Work instruction » What follows is a set of records; repeat all of them exactly.
'''
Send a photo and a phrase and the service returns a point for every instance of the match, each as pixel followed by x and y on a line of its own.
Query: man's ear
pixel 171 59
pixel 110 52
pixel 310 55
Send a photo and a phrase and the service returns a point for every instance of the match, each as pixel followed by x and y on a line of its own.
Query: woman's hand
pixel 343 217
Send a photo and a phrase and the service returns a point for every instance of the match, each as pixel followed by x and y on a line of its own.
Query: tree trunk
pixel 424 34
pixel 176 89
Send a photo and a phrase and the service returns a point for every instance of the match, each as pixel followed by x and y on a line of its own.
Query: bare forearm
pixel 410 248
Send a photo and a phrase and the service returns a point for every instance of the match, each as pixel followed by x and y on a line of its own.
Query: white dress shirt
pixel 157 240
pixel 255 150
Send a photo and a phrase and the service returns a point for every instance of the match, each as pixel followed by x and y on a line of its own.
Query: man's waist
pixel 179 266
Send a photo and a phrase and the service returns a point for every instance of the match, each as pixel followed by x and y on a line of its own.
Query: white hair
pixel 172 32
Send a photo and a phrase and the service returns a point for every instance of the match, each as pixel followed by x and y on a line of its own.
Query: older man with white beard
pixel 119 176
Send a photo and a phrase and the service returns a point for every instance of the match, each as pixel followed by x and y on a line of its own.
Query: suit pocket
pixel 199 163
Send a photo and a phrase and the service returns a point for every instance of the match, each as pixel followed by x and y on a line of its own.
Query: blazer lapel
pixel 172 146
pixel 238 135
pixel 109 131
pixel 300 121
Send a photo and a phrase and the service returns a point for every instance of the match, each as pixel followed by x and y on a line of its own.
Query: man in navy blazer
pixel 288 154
'''
Completed task »
Send a photo and a phrase and the service returns a point for every instance of the match, each as pixel followed by x and y on a line of its own.
Query: man's ear
pixel 171 59
pixel 110 52
pixel 310 55
Send a photo and a phrase and the service returns a point for every instance of the match, each as pixel followed by x and y on a line of its own.
Query: woman's hand
pixel 343 217
Send a photo and a phrase and the service returns a point for every instance of the match, each as pixel followed by x and y on a line of its own.
Query: tree trunk
pixel 424 34
pixel 176 89
Send a photo and a phrase and the service returns a point for every instance of the match, each as pixel followed by x and y on a line of its own.
Query: bare forearm
pixel 410 248
Send a photo and a phrase and the service returns a point for every instance of the match, each as pixel followed by x and y on a line of its own.
Query: white dress shirt
pixel 157 240
pixel 255 150
Send a photo and a phrase and the service returns a point for every instance of the match, each as pixel followed by x and y on a line of its own.
Query: man's waist
pixel 179 266
Send a photo and a phrase and the service returns a point for every instance of the match, each as pixel followed by x and y on a line of its own.
Query: white hair
pixel 172 32
Send a photo and a phrase and the service returns a point for every instance of the match, each as pixel followed by x and y on a line of its own.
Query: older man with white beard
pixel 119 176
Send a photo and a phrase and the service returns a point for every instance of the match, each as pixel followed by x and y on a line of its own.
Query: suit pocket
pixel 199 163
Send a photo and a phrase and the service returns a point for every instance of the match, each as pixel followed by x and y on a line of its own.
Query: blazer lapel
pixel 172 146
pixel 238 135
pixel 109 131
pixel 300 121
Send a photo and a phrase and the service returns a point for every instance of the match, each as pixel followed by x and y on a line of its own.
Query: man in navy blazer
pixel 288 154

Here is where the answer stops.